## [What you need to do]
Reproduce word for word the passage of the Cortex-R82 article that opens with the words "Linux on a disk" and closes with "which read: Linux.".

## [Article]
# # # #
The reasoning, says Werdmuller, is to save silicon space. Backward compatibility with 32-bit ARM code requires transistors, and transistors take silicon, and silicon costs money. (More accurately, the area it occupies costs money; the silicon itself is virtually free.) Since the R82 is intended for disk controllers, not consumer goods with a big third-party software base, there’s no need to support legacy code. Disk manufacturers who want to reuse their existing code can simply recompile, he says. Just make sure to set the -64 switch. 

Ironically, the R82 itself may reverse that situation. 

Another feature that makes the R82 unique among Cortex-R processors is its full-fledged MMU (memory-management unit). This is in addition to the MPU (memory-protection unit) found on other R-series parts and is almost identical to the MMU found on the upmarket Cortex-A parts. That’s key to the R82’s aspirations, because the MMU is what allows it to run Linux and other big operating systems. In fact, Werdmuller says their R82 prototypes in the lab booted existing Linux ports with no modifications, demonstrating how similar the R82 is to its A-series brethren. ARM likes it that way. The company doesn’t want to back-port and upstream Linux for the R-series going forward. It’s much simpler if A-series and R-series cores both run the same distribution. 

Linux on a disk drive? Why the $@#& would anybody want to do that? Aren’t disks supposed to be low-cost commodities with negligible differentiation? Sure, today they’re sold by the pound, but, going forward, hard disks and SSDs will be smarter and more autonomous. The whole “computational storage” paradigm says that smart disks can handle data-intensive tasks locally, offloading the host computer. Instead of shoveling tons of data back and forth over SATA or PCIe or Ethernet, why not massage the data where it lives? And that kind of rich, capable local analysis requires a rich and capable operating system running complex applications. For which read: Linux. 

In a typical four-core implementation, ARM imagines one or two R82 cores running a real-time operating system to manage the disk drive itself, while the other two or three cores run Linux. The real-time part would work essentially as it does today. Linux (or some other operating system of your choice) would run on the remaining cores, isolated from the real-time activities next door. The real-time code can, and will, interrupt the non-real-time Linux code whenever it needs to, so determinism isn’t compromised. “Real-time Linux” may be an oxymoron, but it makes sense when they’re really two different operating systems running on different hardware.
# # # #
## [Material shown]
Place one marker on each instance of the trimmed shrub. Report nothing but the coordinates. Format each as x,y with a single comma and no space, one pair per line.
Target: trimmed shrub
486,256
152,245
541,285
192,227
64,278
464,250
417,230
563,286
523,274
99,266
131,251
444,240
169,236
# # # #
## [Reply to the task]
Linux on a disk drive? Why the $@#& would anybody want to do that? Aren’t disks supposed to be low-cost commodities with negligible differentiation? Sure, today they’re sold by the pound, but, going forward, hard disks and SSDs will be smarter and more autonomous. The whole “computational storage” paradigm says that smart disks can handle data-intensive tasks locally, offloading the host computer. Instead of shoveling tons of data back and forth over SATA or PCIe or Ethernet, why not massage the data where it lives? And that kind of rich, capable local analysis requires a rich and capable operating system running complex applications. For which read: Linux.